§ INPUT DATA
==================================================
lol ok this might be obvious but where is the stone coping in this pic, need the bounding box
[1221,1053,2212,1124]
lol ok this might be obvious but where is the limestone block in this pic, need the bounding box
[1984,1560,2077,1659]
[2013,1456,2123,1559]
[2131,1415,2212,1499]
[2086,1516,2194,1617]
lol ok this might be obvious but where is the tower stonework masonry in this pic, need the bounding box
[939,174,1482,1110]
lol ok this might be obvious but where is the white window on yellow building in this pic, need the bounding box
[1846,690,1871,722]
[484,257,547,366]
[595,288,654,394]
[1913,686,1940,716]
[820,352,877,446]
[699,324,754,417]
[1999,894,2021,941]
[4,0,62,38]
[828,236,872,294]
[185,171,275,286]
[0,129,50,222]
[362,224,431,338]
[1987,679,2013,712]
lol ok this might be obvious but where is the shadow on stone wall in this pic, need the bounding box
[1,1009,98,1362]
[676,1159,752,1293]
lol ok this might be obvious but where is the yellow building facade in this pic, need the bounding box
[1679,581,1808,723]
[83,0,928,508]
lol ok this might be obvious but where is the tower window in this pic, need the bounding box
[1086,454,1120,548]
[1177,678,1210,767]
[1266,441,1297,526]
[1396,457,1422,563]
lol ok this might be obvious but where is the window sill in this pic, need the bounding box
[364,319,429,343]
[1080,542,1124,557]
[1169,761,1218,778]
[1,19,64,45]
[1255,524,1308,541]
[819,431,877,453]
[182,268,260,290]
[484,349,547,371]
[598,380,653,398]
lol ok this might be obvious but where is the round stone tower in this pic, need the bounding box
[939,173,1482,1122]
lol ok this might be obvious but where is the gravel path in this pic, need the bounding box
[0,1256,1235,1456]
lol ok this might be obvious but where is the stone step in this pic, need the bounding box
==================================================
§ TASK ITEM
Write out again, exactly, the lines from the one holding "lol ok this might be obvious but where is the yellow" through the end of the listing, with both ends included.

§ ANSWER SPACE
lol ok this might be obvious but where is the yellow building facade in this pic, need the bounding box
[1679,581,1808,723]
[83,0,928,508]
lol ok this might be obvious but where is the tower window in this pic, need the bounding box
[1086,454,1120,548]
[1177,678,1210,767]
[1266,441,1297,526]
[1396,457,1422,563]
lol ok this might be obvious but where is the window sill in this pic, need the bounding box
[364,319,429,343]
[1080,542,1124,557]
[1169,761,1218,778]
[1,19,64,45]
[1255,524,1308,541]
[819,431,877,453]
[182,268,260,290]
[484,349,547,371]
[598,380,653,398]
lol ok this might be obvious but where is the round stone tower in this pic, need the bounding box
[939,173,1482,1122]
lol ok this might be obvious but where is the gravel path in this pic, need the bounding box
[0,1256,1235,1456]
lol ok this might be obvious but where is the stone step in this pic, need the bounding box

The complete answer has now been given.